WHAT THIS TASK INVOLVES
Collect every line in the data below that contains the word "sandy", and copy each one out in full.

EXERCISE INPUTS
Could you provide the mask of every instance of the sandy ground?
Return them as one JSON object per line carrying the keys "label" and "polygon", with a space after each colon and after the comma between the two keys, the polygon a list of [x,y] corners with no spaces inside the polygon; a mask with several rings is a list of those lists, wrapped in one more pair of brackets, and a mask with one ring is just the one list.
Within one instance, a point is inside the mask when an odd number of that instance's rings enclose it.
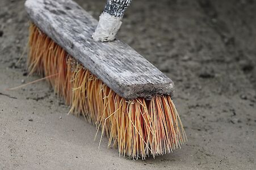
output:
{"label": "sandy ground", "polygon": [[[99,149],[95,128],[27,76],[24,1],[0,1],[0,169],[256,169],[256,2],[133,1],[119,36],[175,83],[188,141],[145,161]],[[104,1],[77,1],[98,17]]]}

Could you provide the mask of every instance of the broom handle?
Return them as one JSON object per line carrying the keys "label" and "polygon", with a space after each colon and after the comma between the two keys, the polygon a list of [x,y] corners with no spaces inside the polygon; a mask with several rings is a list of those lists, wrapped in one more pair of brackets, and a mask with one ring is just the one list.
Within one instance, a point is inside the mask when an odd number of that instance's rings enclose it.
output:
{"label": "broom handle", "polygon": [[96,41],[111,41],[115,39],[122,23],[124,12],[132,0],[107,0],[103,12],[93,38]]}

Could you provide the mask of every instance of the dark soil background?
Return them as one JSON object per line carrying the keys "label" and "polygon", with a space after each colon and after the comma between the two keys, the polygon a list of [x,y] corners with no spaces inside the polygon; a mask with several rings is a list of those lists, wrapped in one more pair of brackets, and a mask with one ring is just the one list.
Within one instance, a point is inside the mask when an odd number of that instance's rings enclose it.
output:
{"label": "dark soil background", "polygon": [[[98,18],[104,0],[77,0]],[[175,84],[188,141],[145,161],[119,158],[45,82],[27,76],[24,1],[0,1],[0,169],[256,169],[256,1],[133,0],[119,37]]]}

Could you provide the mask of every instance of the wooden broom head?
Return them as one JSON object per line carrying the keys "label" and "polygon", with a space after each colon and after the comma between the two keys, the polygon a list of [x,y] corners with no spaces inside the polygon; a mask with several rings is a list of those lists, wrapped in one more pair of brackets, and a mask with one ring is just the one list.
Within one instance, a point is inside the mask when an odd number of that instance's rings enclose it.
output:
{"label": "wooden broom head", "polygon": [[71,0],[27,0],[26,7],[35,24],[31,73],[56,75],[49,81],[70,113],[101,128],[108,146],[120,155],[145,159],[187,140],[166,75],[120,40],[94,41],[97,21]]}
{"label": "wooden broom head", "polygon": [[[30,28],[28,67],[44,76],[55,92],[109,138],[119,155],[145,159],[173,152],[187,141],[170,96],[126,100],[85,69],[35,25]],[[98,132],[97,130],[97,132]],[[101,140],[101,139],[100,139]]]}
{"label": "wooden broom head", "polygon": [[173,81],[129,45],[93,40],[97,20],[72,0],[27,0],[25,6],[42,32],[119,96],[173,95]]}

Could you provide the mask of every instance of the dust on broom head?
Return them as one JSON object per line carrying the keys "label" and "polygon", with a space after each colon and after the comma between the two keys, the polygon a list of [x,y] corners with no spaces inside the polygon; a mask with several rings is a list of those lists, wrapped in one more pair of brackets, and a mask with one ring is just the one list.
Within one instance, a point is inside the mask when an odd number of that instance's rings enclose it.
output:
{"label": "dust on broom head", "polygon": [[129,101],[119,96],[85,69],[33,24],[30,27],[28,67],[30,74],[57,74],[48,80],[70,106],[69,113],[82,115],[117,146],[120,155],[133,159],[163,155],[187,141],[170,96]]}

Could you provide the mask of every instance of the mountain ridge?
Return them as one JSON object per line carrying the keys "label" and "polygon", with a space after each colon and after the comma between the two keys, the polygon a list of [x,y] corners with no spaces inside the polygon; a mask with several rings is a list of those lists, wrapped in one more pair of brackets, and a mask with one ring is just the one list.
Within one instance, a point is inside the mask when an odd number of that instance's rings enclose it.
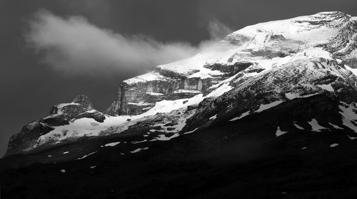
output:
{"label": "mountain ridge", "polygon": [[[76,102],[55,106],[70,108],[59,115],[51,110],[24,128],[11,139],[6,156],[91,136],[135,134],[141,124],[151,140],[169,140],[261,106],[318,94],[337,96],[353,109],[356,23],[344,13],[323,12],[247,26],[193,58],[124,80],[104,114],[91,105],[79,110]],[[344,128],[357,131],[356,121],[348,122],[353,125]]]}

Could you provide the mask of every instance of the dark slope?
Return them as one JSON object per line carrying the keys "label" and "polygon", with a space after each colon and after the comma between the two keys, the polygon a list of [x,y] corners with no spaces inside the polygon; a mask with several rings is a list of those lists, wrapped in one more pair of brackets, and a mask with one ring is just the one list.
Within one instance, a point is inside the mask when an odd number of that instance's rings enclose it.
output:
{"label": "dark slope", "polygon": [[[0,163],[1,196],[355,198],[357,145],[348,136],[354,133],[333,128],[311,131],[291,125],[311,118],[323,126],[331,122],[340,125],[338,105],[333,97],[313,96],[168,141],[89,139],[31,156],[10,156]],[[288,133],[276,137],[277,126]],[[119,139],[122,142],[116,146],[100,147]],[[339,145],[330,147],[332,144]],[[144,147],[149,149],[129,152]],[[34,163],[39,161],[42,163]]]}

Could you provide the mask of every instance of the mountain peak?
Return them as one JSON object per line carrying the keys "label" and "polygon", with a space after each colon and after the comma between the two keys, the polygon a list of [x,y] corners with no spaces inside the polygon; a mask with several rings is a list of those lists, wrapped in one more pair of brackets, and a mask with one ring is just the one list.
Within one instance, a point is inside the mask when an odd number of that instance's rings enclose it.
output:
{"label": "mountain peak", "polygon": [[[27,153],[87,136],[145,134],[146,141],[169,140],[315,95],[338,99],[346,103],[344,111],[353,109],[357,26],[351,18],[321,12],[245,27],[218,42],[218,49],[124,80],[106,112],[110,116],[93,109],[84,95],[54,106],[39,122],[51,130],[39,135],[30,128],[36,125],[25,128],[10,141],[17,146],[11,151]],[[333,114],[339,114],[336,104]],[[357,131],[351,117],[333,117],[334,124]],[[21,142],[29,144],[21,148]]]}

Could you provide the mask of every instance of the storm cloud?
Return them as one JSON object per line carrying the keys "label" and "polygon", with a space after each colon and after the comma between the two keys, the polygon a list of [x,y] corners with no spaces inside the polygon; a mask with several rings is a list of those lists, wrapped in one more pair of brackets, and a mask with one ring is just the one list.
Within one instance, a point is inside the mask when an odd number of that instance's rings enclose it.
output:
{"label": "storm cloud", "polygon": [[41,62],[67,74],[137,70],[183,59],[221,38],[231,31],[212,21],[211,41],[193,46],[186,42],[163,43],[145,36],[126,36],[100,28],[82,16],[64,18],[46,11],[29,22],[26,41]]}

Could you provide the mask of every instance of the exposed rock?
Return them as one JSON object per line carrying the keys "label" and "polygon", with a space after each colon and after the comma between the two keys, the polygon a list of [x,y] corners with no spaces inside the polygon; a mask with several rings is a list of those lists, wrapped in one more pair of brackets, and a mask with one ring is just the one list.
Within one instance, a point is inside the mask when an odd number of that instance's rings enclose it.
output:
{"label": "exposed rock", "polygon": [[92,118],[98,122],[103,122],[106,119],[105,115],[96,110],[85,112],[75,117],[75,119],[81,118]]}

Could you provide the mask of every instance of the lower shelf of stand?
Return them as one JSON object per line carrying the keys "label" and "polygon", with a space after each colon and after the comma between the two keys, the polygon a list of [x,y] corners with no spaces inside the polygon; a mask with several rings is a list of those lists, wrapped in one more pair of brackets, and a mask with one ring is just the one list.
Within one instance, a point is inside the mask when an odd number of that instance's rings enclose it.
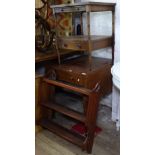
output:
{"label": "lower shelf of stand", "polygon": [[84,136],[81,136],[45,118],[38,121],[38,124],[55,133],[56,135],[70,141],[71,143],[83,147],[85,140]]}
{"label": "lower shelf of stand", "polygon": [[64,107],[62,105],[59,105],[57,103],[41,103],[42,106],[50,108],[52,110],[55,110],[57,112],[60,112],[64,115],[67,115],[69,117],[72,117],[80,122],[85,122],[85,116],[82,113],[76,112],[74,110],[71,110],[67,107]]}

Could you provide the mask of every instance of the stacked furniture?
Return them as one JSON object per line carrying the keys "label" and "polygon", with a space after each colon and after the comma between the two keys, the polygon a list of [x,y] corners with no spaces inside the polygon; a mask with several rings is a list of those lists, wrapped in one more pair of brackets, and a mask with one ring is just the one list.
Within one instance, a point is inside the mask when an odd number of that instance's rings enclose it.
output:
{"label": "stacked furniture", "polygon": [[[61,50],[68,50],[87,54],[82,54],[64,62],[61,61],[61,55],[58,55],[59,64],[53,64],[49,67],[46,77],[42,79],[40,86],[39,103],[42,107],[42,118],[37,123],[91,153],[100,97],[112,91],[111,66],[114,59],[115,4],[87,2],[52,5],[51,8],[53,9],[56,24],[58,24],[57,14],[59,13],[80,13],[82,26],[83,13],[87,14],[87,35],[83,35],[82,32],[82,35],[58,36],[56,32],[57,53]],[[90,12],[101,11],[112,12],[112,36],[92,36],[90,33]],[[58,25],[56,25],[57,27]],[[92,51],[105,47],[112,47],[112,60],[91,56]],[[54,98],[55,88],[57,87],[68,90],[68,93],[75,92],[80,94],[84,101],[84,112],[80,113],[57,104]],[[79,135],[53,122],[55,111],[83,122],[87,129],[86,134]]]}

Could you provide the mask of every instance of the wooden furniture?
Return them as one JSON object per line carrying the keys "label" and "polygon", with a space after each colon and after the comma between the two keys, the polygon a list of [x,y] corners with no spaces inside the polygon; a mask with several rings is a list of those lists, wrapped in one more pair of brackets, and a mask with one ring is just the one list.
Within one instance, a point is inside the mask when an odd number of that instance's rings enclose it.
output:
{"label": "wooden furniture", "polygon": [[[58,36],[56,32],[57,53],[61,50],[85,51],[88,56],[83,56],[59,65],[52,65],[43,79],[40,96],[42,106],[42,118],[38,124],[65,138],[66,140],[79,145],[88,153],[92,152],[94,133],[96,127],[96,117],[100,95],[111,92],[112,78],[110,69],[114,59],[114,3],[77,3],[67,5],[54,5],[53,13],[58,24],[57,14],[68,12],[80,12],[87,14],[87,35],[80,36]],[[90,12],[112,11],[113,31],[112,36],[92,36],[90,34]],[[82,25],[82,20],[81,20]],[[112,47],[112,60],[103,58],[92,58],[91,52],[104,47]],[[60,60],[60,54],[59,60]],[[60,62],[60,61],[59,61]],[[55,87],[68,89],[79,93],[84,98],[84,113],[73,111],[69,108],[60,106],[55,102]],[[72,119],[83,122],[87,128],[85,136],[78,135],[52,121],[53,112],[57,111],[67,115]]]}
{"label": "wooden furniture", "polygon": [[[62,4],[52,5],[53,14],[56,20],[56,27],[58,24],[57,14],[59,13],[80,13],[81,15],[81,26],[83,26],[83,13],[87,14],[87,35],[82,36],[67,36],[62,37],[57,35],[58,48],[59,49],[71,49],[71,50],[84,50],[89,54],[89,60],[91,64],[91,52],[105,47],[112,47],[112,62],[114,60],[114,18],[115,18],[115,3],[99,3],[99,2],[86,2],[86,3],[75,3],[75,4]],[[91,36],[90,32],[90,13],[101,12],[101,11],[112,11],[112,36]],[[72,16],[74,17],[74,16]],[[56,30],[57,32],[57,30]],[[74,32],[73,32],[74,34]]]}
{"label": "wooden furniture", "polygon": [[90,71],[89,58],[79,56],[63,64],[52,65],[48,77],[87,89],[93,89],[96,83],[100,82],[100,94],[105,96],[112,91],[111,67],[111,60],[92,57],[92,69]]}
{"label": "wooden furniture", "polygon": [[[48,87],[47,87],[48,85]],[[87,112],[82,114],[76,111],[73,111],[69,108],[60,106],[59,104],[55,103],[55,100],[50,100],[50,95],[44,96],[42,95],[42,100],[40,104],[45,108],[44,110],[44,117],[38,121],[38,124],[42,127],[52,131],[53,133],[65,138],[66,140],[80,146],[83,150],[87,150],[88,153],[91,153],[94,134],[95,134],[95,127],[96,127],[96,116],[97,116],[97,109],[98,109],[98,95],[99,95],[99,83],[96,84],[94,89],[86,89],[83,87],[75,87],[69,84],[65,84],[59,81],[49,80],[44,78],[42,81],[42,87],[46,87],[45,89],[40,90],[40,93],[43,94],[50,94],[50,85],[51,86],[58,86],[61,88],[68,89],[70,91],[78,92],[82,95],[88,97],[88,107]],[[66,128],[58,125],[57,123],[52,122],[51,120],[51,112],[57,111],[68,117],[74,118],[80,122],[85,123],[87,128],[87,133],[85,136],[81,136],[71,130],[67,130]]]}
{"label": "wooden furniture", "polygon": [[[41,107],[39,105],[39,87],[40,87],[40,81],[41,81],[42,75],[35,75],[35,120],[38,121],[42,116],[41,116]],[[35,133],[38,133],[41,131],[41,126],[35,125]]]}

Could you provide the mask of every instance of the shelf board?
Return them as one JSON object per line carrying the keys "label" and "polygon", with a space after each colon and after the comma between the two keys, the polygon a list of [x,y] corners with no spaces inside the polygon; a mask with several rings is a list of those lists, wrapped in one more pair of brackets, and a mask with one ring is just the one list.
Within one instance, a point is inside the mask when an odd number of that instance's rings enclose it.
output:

RESPONSE TO THIS TASK
Could you provide the mask of every instance of the sandy ground?
{"label": "sandy ground", "polygon": [[[99,149],[95,128],[27,76],[24,1],[0,1],[0,169],[256,169],[256,2],[133,1],[119,36],[175,83],[188,141],[145,161]],[[104,1],[77,1],[98,17]]]}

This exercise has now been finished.